#### Textauszug:
-=-=-

Anstatt die identitätsstiftende, sozialisationsunterstützende und in manchen Fällen auch resozialisierende Rolle der Moscheegemeinden würdigend zu unterstützen, erwartet man von ihnen, der Radikalisierung vorbeugende Maßnahmen umzusetzen. Diese Erwartungshaltung übersieht jedoch zwei wesentliche Aspekte. Zum einen die Tatsache, dass radikalisierte Jugendliche sich nicht in den Moscheegemeinden der etablierten muslimischen Religionsgemeinschaften radikalisiert haben. Diese Erwartung würde demnach dem Beispiel des verzweifelten Vorhabens des Mannes gleichen, der seinen Schlüssel im Lichtkegel einer Straßenlaterne sucht, obwohl er ihn an einer dunklen unbeleuchteten Stelle verloren hat. Vor diesem Hintergrund soll die hypothetische Frage erlaubt sein, wie es denn aussehen würde, wenn es die Bildungseinrichtungen und Moscheen der muslimischen Religionsgemeinschaften nicht gäbe. Zum anderen sehen sich muslimische Jugendliche in einem Spannungsfeld, was bis jetzt leider noch nicht angesprochen wurde: Nicht zuletzt nach den Terrorangriffen in Paris werden muslimische Schülerinnen und Schüler in den Schulklassen und auf dem Pausenhof immer häufiger als „Islamisten“ oder „Terroristen“ beschimpft oder mit Vorwürfen konfrontiert wie „Wo immer ihr auftaucht, explodieren Bomben“.
Wenn muslimischen Schülerinnen und Schülern, die bereitwillig an den Gedenkminuten der Schulen nach den Attentaten in Paris teilgenommen haben, die Frage stellten: „Warum machen wir nicht auch Gedenkminuten, wenn in der muslimischen Welt Terrorakte verübt werden?“, aus dieser Frage heraus eine ‚ideologische Tendenz‘ nachgesagt wird (!), entsteht bei diesen ein Gefühl der Nicht-Anerkennung bzw. der Ungleichbehandlung. Wenn nun diese muslimischen Jugendlichen dann von ihrer Moscheegemeinde zu Präventionsprojekten eingeladen werden, entsteht bei ihnen das Gefühl, dass der latente oder manifeste Gedanke des Generalverdachts, dem sie in der Schule ausgesetzt sind, mittlerweile sich auch in der Moschee etabliert hat. Die Folge ist, dass sie die Moschee meiden, weil sie sich selbst von der eigenen Moscheegemeinde ausgegrenzt fühlen.

-=-=-

#### Daten zu Referenzausdrücken:
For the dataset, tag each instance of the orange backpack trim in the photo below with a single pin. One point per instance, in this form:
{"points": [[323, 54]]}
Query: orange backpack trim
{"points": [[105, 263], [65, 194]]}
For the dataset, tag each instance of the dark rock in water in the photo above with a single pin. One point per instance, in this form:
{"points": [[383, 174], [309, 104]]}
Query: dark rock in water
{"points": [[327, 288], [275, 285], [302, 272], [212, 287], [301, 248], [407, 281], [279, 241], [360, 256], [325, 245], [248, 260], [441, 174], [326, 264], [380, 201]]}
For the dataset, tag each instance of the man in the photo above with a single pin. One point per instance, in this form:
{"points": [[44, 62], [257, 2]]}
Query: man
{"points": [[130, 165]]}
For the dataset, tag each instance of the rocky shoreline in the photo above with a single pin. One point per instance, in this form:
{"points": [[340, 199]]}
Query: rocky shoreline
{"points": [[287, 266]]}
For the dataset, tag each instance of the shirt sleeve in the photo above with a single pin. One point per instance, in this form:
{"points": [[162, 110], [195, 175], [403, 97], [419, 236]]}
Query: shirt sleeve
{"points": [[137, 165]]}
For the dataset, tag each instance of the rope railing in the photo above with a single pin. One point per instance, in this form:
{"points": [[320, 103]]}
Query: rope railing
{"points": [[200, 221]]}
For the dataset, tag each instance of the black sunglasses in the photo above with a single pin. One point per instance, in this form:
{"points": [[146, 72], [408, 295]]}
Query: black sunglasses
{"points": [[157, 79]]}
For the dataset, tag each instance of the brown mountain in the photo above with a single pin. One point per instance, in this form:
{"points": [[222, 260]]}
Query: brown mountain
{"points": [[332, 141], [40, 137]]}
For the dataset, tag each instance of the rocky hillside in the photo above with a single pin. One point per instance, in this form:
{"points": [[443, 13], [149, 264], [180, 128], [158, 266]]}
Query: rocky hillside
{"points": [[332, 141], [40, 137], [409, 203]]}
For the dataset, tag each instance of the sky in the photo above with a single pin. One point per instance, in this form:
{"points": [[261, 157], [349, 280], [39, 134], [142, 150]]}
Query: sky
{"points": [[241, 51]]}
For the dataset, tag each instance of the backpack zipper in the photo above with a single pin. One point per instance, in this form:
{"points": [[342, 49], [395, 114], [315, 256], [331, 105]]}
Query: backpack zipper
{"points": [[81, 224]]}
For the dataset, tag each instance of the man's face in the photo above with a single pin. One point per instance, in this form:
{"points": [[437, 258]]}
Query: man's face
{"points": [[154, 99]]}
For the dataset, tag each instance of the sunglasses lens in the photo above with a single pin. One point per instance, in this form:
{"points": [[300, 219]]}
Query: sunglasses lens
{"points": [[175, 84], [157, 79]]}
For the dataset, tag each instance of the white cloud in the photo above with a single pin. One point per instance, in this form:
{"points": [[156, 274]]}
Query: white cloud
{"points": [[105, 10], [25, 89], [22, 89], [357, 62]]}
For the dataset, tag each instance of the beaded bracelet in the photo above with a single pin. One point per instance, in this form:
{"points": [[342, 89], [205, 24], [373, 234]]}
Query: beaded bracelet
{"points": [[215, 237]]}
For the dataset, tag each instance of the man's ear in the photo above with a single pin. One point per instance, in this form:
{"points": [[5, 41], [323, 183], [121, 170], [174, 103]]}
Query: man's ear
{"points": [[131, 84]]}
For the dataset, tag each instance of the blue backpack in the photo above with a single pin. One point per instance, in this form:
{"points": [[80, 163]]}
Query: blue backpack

-=-=-

#### Aufgabe:
Beantworte die folgenden Fragen zum Textauszug über Moscheegemeinden und Radikalisierung:
1. Wo sucht der Mann in dem Vergleich seinen Schlüssel?
2. Als was werden muslimische Schülerinnen und Schüler in Schulklassen und auf dem Pausenhof immer häufiger beschimpft?
3. Warum meiden die Jugendlichen am Ende die Moschee?
Die Zeilen sind hierfür ohne Belang.

#### Schriftliche Antwort:
1. Er sucht ihn im Lichtkegel einer Straßenlaterne.
2. Sie werden als „Islamisten“ oder „Terroristen“ beschimpft.
3. Sie meiden die Moschee, weil sie sich von der eigenen Moscheegemeinde ausgegrenzt fühlen.